_THE EXERCISE_
Format these records as a numbered list, omitting any blank lines.

---------- RECORD EXTRACTS ----------

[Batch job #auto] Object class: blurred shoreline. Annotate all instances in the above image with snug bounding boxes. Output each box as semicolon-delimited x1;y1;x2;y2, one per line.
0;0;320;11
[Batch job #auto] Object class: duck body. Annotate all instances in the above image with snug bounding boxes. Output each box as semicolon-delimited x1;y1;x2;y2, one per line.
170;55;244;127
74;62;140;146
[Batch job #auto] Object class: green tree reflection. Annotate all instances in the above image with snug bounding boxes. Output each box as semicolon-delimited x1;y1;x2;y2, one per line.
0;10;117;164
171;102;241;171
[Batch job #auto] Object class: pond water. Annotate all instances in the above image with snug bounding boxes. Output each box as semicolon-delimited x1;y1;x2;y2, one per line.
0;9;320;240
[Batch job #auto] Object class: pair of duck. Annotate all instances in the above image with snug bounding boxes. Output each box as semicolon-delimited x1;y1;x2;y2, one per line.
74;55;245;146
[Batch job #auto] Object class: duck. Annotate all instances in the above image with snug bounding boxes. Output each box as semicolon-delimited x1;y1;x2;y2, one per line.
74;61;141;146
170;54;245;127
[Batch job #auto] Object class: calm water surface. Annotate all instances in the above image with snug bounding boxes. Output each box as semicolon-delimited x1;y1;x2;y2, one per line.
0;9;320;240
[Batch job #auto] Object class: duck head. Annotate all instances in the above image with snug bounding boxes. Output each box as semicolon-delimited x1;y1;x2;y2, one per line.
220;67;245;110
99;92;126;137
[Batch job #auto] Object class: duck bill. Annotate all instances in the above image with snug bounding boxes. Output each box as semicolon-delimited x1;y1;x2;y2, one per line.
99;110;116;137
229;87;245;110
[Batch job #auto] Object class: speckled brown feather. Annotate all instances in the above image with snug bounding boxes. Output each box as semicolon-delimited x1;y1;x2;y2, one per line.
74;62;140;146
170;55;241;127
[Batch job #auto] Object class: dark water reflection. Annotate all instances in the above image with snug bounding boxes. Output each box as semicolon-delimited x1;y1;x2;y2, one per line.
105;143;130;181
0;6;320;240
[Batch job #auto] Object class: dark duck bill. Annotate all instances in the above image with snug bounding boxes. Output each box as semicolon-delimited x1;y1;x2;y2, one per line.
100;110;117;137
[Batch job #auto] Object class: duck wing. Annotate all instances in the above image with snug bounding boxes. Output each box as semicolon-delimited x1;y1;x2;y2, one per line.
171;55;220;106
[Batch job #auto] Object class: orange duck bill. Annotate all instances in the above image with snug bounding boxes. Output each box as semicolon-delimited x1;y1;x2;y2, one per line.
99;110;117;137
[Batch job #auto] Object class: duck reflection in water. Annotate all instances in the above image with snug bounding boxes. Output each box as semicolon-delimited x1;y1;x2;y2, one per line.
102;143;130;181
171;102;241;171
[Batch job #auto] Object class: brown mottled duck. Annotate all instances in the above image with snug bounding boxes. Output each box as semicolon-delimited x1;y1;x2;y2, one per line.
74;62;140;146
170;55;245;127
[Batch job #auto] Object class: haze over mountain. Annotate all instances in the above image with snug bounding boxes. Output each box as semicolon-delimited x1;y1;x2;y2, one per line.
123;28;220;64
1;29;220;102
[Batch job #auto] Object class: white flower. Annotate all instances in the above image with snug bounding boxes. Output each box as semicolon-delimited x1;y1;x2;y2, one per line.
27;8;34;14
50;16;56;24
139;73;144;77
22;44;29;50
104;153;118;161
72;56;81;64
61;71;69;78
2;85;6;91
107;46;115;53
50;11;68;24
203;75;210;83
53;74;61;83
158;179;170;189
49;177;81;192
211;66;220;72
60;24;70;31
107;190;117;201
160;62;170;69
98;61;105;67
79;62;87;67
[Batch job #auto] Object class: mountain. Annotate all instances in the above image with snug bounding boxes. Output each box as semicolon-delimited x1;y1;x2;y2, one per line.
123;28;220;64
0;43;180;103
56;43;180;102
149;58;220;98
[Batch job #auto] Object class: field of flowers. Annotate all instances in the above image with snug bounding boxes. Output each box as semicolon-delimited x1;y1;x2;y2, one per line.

----------

_FULL OUTPUT_
1. [Batch job #auto] Object class: blurred shoreline. Annotate all instances in the above image with snug bounding boxes. Output each box as semicolon-delimited x1;y1;x2;y2, one per line.
2. 0;0;320;11
3. [Batch job #auto] Object class: duck body. Annotate all instances in the above image with snug bounding boxes. Output each box as semicolon-delimited x1;y1;x2;y2, one per line.
4. 170;55;244;127
5. 74;62;140;146
6. [Batch job #auto] Object class: green tree reflection. Annotate all instances in the above image with snug bounding boxes. Output each box as semicolon-delimited x1;y1;x2;y2, one per line.
7. 0;10;117;164
8. 171;102;241;171
9. [Batch job #auto] Object class: pond water. Annotate all instances in the above image with snug bounding boxes. Output each box as semicolon-delimited x1;y1;x2;y2, one per line.
10. 0;9;320;240
11. [Batch job #auto] Object class: pair of duck. Annotate all instances in the above image with snug bounding boxes. Output each box as semicolon-delimited x1;y1;x2;y2, one per line.
12. 74;55;245;146
13. [Batch job #auto] Object class: duck. Annotate all instances in the above image with snug bounding boxes. Output each box as semicolon-delimited x1;y1;x2;y2, one per line.
14. 74;61;141;146
15. 170;54;245;127
16. [Batch job #auto] Object class: calm water surface. Annotate all instances in the above image with snug bounding boxes. Output each box as semicolon-delimited x1;y1;x2;y2, one per line.
17. 0;9;320;240
18. [Batch job #auto] Object class: duck head. Annotate all instances in the above image with snug bounding boxes. Output each box as semicolon-delimited x1;y1;x2;y2, one per line.
19. 220;67;245;110
20. 99;92;126;137
21. [Batch job #auto] Object class: duck bill. Annotate all instances in the above image with snug bounding boxes. Output each box as semicolon-delimited x1;y1;x2;y2, one per line.
22. 99;110;116;137
23. 229;87;245;110
24. [Batch job #auto] Object class: speckled brown feather. Annotate all instances in the above image with snug bounding boxes. Output each box as semicolon-delimited x1;y1;x2;y2, one per line.
25. 74;62;140;146
26. 170;55;241;127
27. [Batch job #auto] Object class: dark water reflection. Annotate all instances in the above image with snug bounding boxes. Output each box as semicolon-delimited x1;y1;x2;y2, one per line.
28. 105;143;130;181
29. 0;6;320;240
30. [Batch job #auto] Object class: dark duck bill. Annotate all instances in the above image with snug bounding boxes. Output each box as semicolon-delimited x1;y1;x2;y2, one per line.
31. 100;110;117;137
32. [Batch job #auto] Object class: duck wing. Annotate all instances in the above image with snug bounding boxes. Output each box as semicolon-delimited x1;y1;x2;y2, one per line.
33. 171;55;220;106
34. [Batch job #auto] Object class: orange duck bill. Annotate all instances in the above image with snug bounding boxes. Output each box as semicolon-delimited x1;y1;x2;y2, one per line.
35. 99;110;117;137
36. [Batch job #auto] Object class: duck reflection in water. Annotate all instances in the above image with snug bounding boxes. Output each box as semicolon-delimited x1;y1;x2;y2, one per line.
37. 102;143;130;181
38. 171;102;241;171
39. [Batch job #auto] Object class: brown mottled duck. Annotate all instances in the above image with snug bounding boxes. Output each box as semicolon-delimited x1;y1;x2;y2, one per line.
40. 74;62;140;146
41. 170;55;245;127
42. [Batch job #auto] Object class: haze over mountain. Annotate all instances in the above image with snug bounding boxes. Output each box as semicolon-delimited x1;y1;x2;y2, one per line.
43. 123;28;220;64
44. 1;29;220;102
45. [Batch job #auto] Object class: white flower. Annotate all instances in the above image with snug bounding boxes. Output each box as semicolon-delimited x1;y1;x2;y2, one per line.
46. 27;8;34;14
47. 50;16;56;24
48. 139;73;144;77
49. 22;44;29;50
50. 104;153;118;161
51. 72;56;81;64
52. 61;71;69;78
53. 2;85;6;91
54. 107;46;115;53
55. 50;11;68;24
56. 203;75;210;83
57. 53;74;61;83
58. 158;179;170;189
59. 49;177;81;192
60. 211;66;220;72
61. 60;24;70;31
62. 107;190;117;201
63. 160;62;170;69
64. 98;61;105;67
65. 79;62;87;67
66. [Batch job #auto] Object class: mountain. Annotate all instances in the above image with snug bounding boxes. Output each box as semicolon-delimited x1;y1;x2;y2, one per line.
67. 123;28;220;64
68. 0;43;180;103
69. 56;43;180;102
70. 149;58;220;98
71. [Batch job #auto] Object class: field of flowers. Annotate all instances in the above image with snug bounding boxes. Output each box as semicolon-delimited x1;y1;x2;y2, one per line.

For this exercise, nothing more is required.